[Dataset entries]
Start of Block
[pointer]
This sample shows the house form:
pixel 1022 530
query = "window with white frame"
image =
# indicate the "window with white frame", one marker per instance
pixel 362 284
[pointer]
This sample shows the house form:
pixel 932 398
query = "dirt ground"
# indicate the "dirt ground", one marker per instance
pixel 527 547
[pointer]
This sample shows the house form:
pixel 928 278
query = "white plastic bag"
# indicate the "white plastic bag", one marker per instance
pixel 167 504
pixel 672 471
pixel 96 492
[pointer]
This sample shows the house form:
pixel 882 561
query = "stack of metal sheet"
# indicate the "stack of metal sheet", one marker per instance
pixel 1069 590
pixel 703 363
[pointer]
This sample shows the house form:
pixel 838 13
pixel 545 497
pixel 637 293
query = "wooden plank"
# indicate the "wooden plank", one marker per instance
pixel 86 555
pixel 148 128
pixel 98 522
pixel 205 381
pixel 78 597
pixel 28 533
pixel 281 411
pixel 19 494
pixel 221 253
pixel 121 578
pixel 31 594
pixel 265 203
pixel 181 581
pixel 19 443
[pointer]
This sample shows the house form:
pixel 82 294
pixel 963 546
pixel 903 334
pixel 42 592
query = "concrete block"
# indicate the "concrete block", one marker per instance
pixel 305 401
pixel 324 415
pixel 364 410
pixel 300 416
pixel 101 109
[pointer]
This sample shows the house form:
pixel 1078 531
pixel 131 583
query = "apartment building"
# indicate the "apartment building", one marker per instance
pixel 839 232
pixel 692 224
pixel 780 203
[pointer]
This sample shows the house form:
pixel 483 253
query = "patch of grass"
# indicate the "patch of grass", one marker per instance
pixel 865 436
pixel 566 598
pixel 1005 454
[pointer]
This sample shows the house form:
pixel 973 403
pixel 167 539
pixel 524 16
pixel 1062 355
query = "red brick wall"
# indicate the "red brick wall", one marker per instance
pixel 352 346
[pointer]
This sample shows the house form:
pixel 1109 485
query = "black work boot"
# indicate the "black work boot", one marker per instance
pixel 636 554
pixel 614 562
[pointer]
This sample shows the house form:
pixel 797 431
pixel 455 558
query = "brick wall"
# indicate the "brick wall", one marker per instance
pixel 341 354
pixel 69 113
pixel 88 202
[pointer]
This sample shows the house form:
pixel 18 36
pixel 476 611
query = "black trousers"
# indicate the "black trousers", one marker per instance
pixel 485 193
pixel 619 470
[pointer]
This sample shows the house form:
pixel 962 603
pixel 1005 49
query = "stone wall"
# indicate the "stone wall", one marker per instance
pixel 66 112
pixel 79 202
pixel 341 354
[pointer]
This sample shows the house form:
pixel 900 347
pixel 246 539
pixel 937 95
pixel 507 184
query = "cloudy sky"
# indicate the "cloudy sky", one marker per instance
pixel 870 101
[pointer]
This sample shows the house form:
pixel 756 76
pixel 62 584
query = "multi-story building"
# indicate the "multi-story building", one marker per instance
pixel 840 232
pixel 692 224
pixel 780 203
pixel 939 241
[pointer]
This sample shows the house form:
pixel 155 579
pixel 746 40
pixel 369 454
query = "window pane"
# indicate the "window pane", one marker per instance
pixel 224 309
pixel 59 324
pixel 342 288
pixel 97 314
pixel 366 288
End of Block
What you need to do.
An exact copy of all the records above is the required answer.

Answer below.
[pointer]
This sample shows the house form:
pixel 1022 530
query = "window with white frame"
image =
# indicate the "window with white frame", one marker per instance
pixel 362 284
[pointer]
This sample shows the house form:
pixel 932 398
query = "dirt ground"
# indicate the "dirt ground", one marker per instance
pixel 527 547
[pointer]
This sample shows the house form:
pixel 928 278
query = "white plastic bag"
# indicate the "white plastic bag", one marker per instance
pixel 167 504
pixel 672 471
pixel 96 492
[pointer]
This sample shows the house form:
pixel 882 561
query = "stack of metal sheet"
# indicate the "stack of metal sheet", one marker per instance
pixel 1069 590
pixel 703 363
[pointer]
This sample shows the house form:
pixel 838 13
pixel 545 497
pixel 637 293
query = "wooden plank"
# indicate the "wooden plank", one marker per instance
pixel 86 555
pixel 148 128
pixel 98 522
pixel 205 381
pixel 78 597
pixel 28 533
pixel 281 411
pixel 19 494
pixel 221 253
pixel 121 578
pixel 31 594
pixel 265 203
pixel 181 581
pixel 19 443
[pointer]
This sample shows the house form:
pixel 82 294
pixel 963 546
pixel 903 334
pixel 42 592
query = "concrete block"
# indicate the "concrete block", one marker per instance
pixel 305 401
pixel 324 415
pixel 364 410
pixel 300 416
pixel 101 109
[pointer]
This sample shows the house form:
pixel 1078 531
pixel 131 583
query = "apartment building"
# indicate the "apartment building", one marker per instance
pixel 839 232
pixel 692 224
pixel 780 203
[pointer]
This sample shows the house form:
pixel 483 253
query = "patch of grass"
# indicate the "patch of grass", one marker per instance
pixel 865 436
pixel 566 598
pixel 1005 454
[pointer]
This sample shows the house form:
pixel 973 403
pixel 167 539
pixel 524 16
pixel 1062 355
query = "red brick wall"
# indicate the "red brick wall", one marker per instance
pixel 352 346
[pointer]
This sample shows the house form:
pixel 1109 485
query = "black work boot"
# indicate the "black work boot", one marker per instance
pixel 636 554
pixel 614 562
[pointer]
This sample shows the house form:
pixel 797 431
pixel 455 558
query = "brick wall"
# indicate the "brick wall", one marker per instance
pixel 341 354
pixel 69 113
pixel 88 202
[pointer]
This sample shows the house form:
pixel 18 36
pixel 476 611
query = "black trousers"
# indicate the "black trousers", one marker per instance
pixel 485 193
pixel 619 470
[pointer]
This sample shows the house form:
pixel 962 603
pixel 1005 49
query = "stone wall"
# indicate the "stone wall", one marker per instance
pixel 66 112
pixel 79 202
pixel 341 354
[pointer]
This sample shows the house form:
pixel 900 347
pixel 246 539
pixel 937 95
pixel 507 184
query = "cloudy sky"
# indicate the "cloudy sky", one marker per instance
pixel 870 101
[pointer]
This sample shows the house form:
pixel 756 76
pixel 62 584
query = "multi-story building"
# indicate the "multi-story building", one marker per instance
pixel 840 232
pixel 692 224
pixel 780 203
pixel 939 241
[pointer]
This sample shows the house form:
pixel 155 579
pixel 746 40
pixel 369 454
query = "window pane"
# indicate the "window pane", one marker per instance
pixel 224 309
pixel 59 324
pixel 342 288
pixel 97 314
pixel 366 288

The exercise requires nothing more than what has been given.